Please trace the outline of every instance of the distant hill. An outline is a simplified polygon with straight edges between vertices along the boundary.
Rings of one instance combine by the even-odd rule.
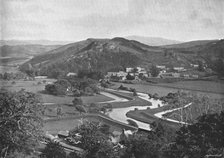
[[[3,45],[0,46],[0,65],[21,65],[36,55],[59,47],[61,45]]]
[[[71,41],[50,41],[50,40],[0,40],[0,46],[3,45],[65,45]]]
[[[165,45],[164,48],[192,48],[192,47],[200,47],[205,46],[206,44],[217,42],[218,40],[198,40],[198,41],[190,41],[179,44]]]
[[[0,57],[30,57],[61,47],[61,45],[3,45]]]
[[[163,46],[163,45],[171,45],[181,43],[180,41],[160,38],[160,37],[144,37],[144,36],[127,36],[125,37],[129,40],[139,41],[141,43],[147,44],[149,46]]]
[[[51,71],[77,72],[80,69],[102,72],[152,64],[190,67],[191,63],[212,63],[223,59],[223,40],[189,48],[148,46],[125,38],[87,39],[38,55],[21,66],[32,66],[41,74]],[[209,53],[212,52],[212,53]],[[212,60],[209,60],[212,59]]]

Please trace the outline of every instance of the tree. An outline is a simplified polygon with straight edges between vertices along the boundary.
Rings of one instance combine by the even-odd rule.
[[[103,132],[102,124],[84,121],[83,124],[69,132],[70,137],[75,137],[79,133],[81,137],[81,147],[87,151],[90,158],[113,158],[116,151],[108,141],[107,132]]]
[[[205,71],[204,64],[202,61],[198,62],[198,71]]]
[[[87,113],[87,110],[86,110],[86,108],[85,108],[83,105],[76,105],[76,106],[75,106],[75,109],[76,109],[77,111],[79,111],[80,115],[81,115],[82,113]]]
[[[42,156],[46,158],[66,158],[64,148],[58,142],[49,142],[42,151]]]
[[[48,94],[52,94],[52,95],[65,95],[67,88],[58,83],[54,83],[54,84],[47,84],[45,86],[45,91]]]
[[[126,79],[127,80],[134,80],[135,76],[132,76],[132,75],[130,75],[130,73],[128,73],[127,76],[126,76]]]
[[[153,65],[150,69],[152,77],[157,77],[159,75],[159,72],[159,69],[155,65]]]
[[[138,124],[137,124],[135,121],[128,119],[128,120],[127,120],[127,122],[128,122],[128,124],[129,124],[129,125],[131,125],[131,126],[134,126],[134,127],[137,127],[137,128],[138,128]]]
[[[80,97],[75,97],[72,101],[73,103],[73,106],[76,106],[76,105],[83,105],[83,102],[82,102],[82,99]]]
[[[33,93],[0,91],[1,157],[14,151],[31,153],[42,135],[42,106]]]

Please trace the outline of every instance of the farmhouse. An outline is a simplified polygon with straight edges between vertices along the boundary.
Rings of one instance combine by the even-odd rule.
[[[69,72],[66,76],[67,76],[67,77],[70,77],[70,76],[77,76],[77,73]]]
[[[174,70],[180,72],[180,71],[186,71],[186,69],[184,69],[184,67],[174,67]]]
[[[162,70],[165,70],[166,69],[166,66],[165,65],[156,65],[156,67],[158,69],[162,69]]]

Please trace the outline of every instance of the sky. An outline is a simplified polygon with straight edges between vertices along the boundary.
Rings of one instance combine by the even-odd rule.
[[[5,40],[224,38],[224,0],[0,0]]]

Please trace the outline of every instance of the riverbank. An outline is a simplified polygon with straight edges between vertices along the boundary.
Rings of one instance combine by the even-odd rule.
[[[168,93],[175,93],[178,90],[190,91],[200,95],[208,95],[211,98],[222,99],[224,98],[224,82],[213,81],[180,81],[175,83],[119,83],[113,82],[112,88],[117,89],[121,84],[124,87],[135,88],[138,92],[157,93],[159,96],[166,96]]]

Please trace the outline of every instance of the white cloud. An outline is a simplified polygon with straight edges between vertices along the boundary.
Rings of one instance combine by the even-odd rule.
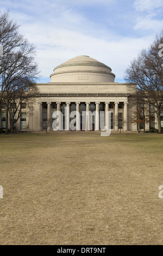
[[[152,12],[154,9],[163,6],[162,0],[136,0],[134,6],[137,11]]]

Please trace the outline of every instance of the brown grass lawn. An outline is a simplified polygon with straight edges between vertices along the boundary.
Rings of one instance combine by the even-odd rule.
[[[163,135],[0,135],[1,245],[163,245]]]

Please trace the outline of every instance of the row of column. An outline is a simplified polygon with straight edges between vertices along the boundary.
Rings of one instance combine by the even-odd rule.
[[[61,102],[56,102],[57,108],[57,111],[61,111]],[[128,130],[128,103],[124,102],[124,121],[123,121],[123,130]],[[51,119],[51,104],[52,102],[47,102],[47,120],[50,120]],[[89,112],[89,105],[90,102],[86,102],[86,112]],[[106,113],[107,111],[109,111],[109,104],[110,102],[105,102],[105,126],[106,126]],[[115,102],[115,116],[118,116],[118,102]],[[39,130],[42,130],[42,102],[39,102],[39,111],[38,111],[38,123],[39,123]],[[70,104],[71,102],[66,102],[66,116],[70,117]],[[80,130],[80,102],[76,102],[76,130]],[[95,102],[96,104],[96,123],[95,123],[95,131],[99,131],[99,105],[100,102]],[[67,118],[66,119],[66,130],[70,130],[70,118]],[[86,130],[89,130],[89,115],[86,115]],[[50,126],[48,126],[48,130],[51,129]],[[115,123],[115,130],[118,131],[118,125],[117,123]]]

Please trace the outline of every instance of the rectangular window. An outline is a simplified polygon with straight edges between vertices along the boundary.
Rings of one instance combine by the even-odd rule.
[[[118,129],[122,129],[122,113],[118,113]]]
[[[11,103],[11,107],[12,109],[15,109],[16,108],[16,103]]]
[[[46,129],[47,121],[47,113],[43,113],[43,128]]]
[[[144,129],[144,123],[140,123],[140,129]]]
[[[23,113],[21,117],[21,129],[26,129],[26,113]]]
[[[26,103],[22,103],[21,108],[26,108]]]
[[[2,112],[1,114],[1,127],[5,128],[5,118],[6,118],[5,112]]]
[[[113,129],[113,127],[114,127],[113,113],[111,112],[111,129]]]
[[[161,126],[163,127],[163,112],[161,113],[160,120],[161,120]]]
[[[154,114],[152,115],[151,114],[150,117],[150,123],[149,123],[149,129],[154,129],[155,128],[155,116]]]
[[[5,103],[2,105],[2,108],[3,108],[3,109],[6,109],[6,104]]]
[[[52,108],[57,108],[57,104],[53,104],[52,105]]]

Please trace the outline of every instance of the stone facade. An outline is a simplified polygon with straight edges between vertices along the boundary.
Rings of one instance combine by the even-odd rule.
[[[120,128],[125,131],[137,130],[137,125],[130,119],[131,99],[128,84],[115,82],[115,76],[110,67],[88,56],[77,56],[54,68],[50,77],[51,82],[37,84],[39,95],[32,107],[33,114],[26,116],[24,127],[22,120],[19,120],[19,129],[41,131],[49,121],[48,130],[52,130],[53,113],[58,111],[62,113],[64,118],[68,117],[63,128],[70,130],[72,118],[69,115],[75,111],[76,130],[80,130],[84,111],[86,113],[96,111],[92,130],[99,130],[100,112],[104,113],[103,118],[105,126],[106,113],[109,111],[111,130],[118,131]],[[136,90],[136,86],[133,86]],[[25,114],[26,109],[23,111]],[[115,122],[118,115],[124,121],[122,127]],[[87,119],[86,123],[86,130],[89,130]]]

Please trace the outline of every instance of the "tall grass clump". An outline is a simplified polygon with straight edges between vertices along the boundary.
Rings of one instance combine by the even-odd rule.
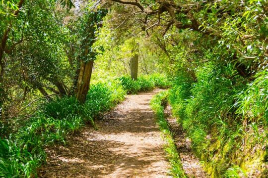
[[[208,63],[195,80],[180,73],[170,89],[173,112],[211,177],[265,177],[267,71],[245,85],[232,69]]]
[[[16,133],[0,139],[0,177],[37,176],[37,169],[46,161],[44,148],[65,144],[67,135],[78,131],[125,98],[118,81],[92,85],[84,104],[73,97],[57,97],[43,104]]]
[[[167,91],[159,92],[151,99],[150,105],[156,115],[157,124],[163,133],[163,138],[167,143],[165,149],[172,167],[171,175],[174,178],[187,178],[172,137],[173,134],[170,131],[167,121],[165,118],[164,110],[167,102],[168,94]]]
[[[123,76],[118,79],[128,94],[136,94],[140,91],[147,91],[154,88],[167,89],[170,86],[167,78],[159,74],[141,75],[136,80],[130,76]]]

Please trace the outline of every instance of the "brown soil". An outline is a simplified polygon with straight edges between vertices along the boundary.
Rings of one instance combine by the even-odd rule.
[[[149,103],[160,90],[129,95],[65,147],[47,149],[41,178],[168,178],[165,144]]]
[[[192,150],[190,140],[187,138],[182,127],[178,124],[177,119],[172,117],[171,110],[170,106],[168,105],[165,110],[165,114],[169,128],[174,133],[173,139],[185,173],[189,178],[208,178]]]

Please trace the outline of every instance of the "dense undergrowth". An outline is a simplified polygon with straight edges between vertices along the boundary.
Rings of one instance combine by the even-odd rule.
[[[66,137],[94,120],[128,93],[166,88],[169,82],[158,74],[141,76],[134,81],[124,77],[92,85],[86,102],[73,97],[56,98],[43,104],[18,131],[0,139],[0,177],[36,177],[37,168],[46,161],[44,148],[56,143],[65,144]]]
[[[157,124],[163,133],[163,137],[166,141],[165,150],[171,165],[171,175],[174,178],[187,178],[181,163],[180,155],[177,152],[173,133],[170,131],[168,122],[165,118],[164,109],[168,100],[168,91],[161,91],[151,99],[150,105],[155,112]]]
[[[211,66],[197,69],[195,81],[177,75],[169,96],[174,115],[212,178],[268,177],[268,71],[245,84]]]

::::::::::

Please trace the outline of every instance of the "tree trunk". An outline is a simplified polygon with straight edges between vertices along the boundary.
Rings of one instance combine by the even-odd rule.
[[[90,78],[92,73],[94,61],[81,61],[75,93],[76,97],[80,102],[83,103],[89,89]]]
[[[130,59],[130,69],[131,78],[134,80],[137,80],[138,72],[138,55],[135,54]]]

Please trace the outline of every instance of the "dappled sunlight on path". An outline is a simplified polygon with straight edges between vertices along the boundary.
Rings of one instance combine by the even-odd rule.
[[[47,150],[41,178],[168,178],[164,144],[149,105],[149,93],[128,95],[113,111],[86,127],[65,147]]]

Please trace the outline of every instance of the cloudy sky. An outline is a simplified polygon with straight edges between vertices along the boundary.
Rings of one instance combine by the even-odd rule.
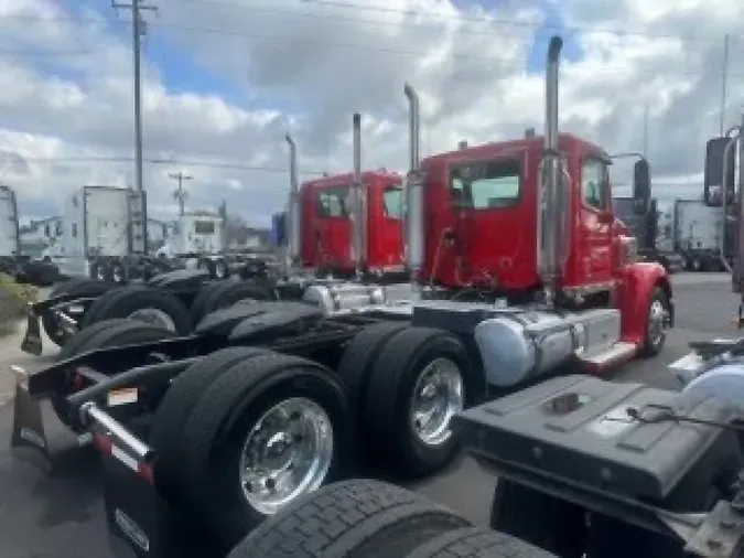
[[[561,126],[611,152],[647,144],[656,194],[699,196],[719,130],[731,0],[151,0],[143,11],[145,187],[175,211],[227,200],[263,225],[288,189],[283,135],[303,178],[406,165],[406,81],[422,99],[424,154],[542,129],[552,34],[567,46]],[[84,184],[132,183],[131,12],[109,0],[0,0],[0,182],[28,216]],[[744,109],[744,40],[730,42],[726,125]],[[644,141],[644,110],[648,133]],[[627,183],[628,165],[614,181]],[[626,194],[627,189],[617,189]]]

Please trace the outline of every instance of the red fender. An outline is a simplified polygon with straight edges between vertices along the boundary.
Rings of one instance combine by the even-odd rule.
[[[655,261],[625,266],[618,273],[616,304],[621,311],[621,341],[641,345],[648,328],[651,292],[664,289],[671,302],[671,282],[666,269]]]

::::::::::

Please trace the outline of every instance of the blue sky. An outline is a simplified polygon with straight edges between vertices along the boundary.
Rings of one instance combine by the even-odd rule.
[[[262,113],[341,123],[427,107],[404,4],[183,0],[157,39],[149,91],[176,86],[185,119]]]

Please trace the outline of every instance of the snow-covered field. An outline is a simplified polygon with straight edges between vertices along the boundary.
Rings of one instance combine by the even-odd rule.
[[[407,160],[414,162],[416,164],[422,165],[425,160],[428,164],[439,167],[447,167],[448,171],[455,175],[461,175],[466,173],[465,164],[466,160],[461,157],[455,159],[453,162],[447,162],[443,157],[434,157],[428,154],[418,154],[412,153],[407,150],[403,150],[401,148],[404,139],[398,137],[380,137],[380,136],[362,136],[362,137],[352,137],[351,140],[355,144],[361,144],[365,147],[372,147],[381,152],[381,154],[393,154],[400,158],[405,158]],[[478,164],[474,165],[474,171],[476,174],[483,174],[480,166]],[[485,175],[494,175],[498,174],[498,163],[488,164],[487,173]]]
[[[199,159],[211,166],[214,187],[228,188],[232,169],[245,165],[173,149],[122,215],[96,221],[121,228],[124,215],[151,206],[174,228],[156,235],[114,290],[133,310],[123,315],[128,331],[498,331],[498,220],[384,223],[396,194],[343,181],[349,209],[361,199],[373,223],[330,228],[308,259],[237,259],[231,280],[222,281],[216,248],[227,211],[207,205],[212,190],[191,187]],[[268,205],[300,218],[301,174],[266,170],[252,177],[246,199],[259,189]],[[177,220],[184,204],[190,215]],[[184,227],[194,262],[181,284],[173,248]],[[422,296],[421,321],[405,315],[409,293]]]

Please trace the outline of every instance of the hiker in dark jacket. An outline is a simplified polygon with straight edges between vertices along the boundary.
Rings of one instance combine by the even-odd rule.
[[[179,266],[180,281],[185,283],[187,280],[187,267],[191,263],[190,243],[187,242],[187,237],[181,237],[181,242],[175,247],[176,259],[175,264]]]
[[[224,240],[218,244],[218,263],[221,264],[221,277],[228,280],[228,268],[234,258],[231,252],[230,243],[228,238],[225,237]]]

::::::::::

*Challenge*: Rewrite the lines from the one containing "Please trace the outline of every instance of the farmhouse." through the one containing "[[[5,40],[224,38],[224,0],[0,0]]]", inclusive, adding 110 to every polygon vertex coordinate and keeping all other text unchanged.

*Output below*:
Please trace the outline of every instance of the farmhouse. An outline is a simplified polygon with straight edges between vertices along the boundary.
Rings of one instance combine by the even-odd rule.
[[[179,182],[176,186],[177,186],[177,187],[180,187],[180,186],[187,186],[187,183]]]
[[[284,180],[290,182],[290,181],[296,181],[296,179],[294,179],[294,177],[284,177]]]
[[[272,180],[275,180],[276,179],[276,176],[275,175],[266,175],[266,177],[268,179],[272,179]]]

Please trace the outline of every instance of the sky. An outline is a simplified polygon with straight edges between vertices along the boundary.
Rings of one instance combine by the even-odd rule.
[[[115,150],[334,148],[334,110],[110,110]]]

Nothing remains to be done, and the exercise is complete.